§ **EXERCISE**:
Format the lines from the one containing "Where can you find the reed" through the end of the lines as a two-column CSV with the headers text and answer. Give one row for each wording-and-answer pair, with each value in a single quoted field and line breaks turned into spaces.

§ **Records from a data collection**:
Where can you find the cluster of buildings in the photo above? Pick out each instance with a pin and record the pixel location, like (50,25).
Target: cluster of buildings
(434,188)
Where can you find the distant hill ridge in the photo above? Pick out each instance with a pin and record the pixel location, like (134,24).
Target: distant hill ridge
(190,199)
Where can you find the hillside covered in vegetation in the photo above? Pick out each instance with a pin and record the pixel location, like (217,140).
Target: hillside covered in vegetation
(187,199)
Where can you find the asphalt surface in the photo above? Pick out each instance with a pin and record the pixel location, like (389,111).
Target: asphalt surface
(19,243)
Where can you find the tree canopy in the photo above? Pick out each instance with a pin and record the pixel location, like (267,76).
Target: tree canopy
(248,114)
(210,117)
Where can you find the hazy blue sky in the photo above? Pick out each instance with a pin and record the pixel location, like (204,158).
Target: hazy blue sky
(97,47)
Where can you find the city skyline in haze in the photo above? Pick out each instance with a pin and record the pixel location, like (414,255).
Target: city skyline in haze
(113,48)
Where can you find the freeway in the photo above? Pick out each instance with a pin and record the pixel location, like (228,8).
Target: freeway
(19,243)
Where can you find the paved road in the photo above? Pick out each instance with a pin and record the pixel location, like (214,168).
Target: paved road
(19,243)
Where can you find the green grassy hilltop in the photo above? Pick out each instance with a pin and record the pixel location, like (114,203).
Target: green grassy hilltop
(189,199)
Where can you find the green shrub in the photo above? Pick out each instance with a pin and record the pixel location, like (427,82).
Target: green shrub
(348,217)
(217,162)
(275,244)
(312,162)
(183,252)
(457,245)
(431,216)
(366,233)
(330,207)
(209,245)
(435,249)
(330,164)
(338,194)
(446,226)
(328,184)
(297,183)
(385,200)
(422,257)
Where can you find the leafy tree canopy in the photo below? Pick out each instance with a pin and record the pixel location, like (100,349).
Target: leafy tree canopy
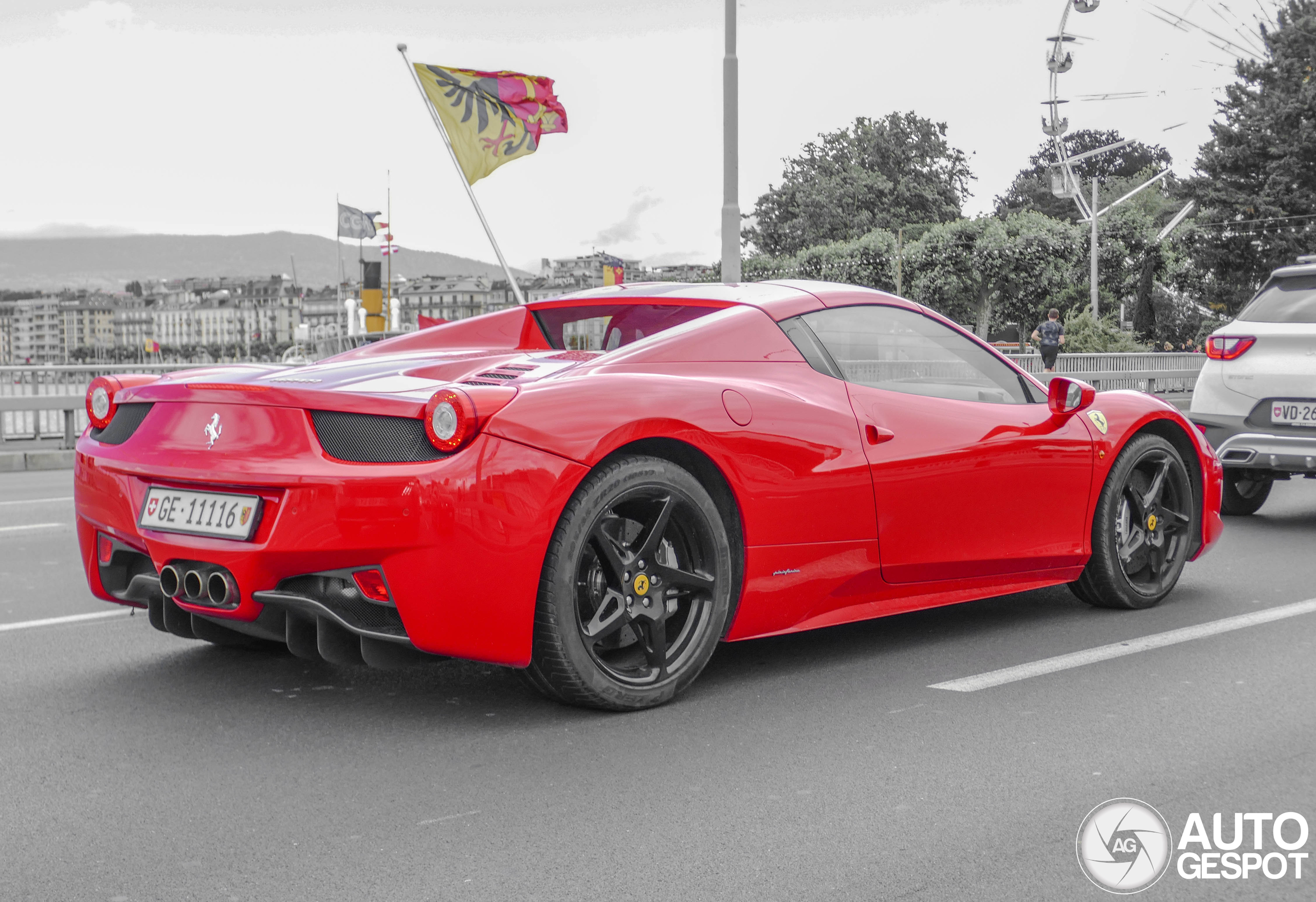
(1260,165)
(1032,187)
(877,174)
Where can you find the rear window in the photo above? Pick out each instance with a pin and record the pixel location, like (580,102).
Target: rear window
(609,326)
(1284,300)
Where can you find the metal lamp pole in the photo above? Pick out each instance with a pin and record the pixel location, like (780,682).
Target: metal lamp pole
(1095,315)
(731,153)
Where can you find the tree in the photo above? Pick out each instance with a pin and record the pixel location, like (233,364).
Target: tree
(991,271)
(884,173)
(1032,187)
(1260,165)
(868,261)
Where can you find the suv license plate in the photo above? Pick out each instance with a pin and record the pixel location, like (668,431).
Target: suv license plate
(1293,413)
(199,513)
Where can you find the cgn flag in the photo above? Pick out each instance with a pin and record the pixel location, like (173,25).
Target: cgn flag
(491,117)
(354,224)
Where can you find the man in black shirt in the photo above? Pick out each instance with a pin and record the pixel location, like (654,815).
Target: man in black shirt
(1051,336)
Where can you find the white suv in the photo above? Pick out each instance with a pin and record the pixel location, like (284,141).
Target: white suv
(1256,397)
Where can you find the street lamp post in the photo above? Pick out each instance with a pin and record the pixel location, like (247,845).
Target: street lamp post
(731,153)
(1095,315)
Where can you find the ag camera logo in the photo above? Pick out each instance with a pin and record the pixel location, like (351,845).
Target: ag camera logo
(1124,846)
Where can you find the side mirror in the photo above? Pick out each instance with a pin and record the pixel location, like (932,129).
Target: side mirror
(1066,396)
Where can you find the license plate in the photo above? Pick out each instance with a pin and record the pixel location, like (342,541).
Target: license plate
(1294,413)
(200,513)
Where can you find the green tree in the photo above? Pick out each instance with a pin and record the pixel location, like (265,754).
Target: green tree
(989,271)
(1260,165)
(885,173)
(1086,335)
(1032,187)
(868,261)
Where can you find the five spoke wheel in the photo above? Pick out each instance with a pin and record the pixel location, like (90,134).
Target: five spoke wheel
(636,588)
(1144,528)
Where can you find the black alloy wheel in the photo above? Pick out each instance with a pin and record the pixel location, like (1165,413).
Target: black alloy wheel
(1144,526)
(1244,492)
(635,591)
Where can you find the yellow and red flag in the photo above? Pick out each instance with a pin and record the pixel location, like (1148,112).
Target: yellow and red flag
(491,117)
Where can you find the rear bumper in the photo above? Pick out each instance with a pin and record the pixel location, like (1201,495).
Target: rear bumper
(1240,444)
(461,541)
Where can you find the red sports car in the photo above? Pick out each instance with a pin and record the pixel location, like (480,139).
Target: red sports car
(599,488)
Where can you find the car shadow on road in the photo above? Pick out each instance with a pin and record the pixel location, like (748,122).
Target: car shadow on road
(464,695)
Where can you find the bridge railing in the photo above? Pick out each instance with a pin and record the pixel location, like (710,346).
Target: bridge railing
(44,407)
(1145,373)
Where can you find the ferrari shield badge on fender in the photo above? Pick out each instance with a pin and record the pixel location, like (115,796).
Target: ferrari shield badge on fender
(214,430)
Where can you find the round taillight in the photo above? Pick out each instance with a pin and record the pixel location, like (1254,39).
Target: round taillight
(100,403)
(100,400)
(449,420)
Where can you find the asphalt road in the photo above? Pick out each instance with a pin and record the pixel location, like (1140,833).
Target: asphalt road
(136,766)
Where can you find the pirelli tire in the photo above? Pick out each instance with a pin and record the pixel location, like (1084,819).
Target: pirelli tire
(635,591)
(1143,530)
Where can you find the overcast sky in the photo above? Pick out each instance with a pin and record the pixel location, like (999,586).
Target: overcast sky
(234,116)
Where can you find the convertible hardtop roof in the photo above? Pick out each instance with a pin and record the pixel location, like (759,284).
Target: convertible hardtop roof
(514,328)
(778,299)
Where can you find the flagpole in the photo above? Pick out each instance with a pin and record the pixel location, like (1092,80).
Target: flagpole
(448,142)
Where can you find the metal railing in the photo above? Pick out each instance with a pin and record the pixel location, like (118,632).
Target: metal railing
(44,407)
(1145,373)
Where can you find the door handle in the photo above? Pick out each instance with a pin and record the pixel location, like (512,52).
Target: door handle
(877,436)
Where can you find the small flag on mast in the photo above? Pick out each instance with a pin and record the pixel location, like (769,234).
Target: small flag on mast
(614,271)
(491,117)
(354,224)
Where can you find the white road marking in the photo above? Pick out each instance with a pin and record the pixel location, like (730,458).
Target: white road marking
(64,498)
(54,621)
(1120,649)
(449,817)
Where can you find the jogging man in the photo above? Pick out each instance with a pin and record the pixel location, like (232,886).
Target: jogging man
(1051,336)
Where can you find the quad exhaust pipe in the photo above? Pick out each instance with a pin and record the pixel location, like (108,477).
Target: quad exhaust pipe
(199,583)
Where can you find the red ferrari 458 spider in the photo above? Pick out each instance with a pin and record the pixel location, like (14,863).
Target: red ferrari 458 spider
(599,488)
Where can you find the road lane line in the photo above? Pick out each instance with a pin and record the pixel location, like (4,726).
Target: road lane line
(64,498)
(54,621)
(1120,649)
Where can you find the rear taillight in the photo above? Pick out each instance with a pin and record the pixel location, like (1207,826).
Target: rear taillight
(102,403)
(372,584)
(100,400)
(1228,347)
(450,420)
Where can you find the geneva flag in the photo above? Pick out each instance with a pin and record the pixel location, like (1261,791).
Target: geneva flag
(491,117)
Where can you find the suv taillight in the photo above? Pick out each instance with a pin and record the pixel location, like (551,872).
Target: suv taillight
(1228,347)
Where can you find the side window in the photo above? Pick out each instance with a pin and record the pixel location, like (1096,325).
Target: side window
(899,350)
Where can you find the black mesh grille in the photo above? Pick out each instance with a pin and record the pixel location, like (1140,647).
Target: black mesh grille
(345,600)
(372,438)
(125,422)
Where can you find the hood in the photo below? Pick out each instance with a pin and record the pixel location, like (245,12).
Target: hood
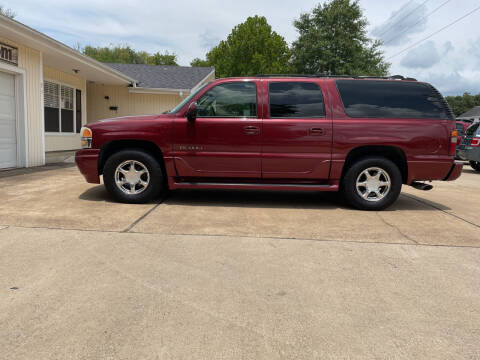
(135,118)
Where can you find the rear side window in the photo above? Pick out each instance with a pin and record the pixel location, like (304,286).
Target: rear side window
(391,99)
(472,129)
(296,100)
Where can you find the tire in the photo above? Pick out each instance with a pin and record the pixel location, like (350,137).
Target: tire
(475,165)
(384,177)
(133,166)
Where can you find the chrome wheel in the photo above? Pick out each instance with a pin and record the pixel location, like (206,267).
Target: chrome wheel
(373,184)
(132,177)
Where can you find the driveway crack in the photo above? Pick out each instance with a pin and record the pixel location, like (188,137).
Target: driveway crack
(133,224)
(396,228)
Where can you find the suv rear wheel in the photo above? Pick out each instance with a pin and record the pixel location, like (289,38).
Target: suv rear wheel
(475,165)
(133,176)
(372,183)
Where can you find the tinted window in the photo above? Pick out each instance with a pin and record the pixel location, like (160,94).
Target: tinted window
(237,99)
(391,99)
(295,100)
(472,129)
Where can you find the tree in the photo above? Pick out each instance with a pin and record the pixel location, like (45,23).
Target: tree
(463,103)
(197,62)
(333,39)
(126,55)
(251,48)
(7,12)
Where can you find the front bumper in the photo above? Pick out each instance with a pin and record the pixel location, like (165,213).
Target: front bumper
(87,163)
(472,153)
(455,172)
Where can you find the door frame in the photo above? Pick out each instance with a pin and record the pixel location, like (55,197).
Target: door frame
(20,111)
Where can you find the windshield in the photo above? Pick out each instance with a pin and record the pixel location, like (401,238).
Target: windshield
(472,129)
(186,100)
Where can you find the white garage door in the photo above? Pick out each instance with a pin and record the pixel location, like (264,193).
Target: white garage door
(8,124)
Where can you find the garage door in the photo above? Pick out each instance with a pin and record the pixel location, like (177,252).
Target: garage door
(8,125)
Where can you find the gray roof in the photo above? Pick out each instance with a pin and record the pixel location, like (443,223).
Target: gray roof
(163,76)
(473,112)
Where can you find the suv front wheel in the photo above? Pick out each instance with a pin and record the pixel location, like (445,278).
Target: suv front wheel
(133,176)
(475,165)
(372,183)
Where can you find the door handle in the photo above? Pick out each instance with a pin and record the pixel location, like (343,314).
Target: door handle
(251,130)
(316,131)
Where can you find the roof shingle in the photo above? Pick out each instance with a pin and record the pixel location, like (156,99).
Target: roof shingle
(163,76)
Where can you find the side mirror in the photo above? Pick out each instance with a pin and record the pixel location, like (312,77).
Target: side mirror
(192,112)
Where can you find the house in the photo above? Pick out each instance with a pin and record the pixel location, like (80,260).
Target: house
(473,114)
(49,90)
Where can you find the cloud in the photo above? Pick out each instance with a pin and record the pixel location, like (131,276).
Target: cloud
(426,55)
(408,20)
(455,83)
(208,39)
(423,56)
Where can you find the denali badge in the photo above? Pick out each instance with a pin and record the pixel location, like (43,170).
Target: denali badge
(190,148)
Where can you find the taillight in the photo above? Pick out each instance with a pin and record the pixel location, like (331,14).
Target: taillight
(86,139)
(453,142)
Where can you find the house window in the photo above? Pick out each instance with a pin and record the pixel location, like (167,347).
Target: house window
(59,108)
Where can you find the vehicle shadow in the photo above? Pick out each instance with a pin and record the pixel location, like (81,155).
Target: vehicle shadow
(264,199)
(33,170)
(285,199)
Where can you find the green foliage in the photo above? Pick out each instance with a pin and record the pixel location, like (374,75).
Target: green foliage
(251,48)
(126,55)
(199,63)
(333,39)
(7,12)
(461,104)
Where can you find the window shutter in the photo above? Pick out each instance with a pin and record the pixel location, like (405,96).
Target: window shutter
(67,98)
(50,94)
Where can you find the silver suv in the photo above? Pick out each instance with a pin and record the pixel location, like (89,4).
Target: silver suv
(469,149)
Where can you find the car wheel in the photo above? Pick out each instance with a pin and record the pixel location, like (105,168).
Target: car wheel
(372,183)
(475,165)
(133,176)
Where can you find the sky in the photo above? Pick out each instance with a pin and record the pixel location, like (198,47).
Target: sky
(450,60)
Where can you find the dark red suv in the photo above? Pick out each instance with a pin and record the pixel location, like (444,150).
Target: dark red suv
(363,136)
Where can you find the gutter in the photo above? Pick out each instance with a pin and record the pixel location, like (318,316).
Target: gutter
(47,41)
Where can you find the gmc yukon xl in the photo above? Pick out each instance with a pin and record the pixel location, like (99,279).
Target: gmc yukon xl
(365,137)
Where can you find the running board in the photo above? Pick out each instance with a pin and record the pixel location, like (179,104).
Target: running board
(254,186)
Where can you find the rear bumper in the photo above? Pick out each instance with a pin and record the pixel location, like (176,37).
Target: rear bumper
(455,172)
(87,163)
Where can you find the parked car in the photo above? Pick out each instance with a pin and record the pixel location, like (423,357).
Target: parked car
(364,137)
(469,149)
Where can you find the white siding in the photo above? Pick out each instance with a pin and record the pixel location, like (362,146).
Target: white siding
(30,61)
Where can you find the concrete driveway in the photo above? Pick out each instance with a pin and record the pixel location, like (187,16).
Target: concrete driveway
(235,275)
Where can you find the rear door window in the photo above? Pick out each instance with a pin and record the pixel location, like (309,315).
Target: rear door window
(391,99)
(295,100)
(233,99)
(472,129)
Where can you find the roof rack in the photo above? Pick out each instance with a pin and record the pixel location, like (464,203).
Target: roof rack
(393,77)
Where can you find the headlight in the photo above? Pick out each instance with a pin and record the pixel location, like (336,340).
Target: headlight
(86,137)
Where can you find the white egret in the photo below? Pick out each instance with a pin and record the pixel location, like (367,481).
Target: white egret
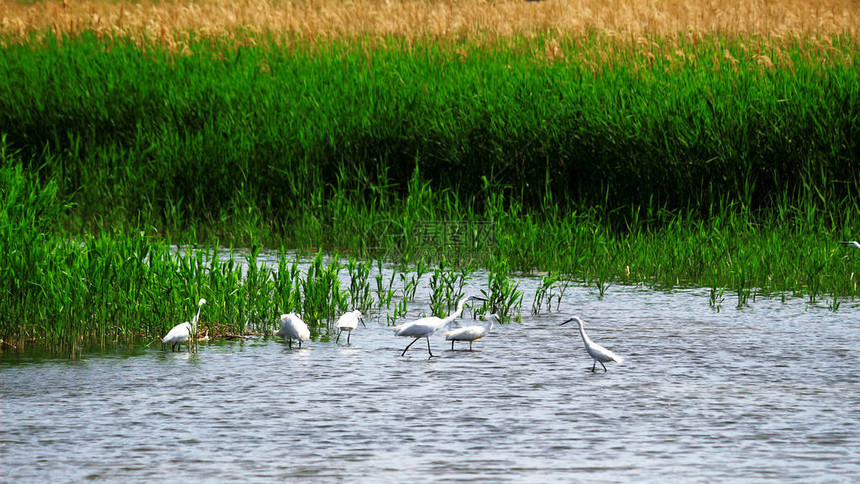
(181,333)
(597,352)
(425,327)
(292,327)
(471,333)
(348,322)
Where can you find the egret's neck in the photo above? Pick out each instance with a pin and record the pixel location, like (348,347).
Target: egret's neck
(196,316)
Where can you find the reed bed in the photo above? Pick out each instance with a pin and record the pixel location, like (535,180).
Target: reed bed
(712,144)
(172,21)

§ **ANSWER FOR THIS EXERCISE**:
text,answer
"Where can you find the reed bed in the photo above? Pick out each instance with a pin and record the pixel location, like (535,180). Target: reed bed","(712,144) (172,21)"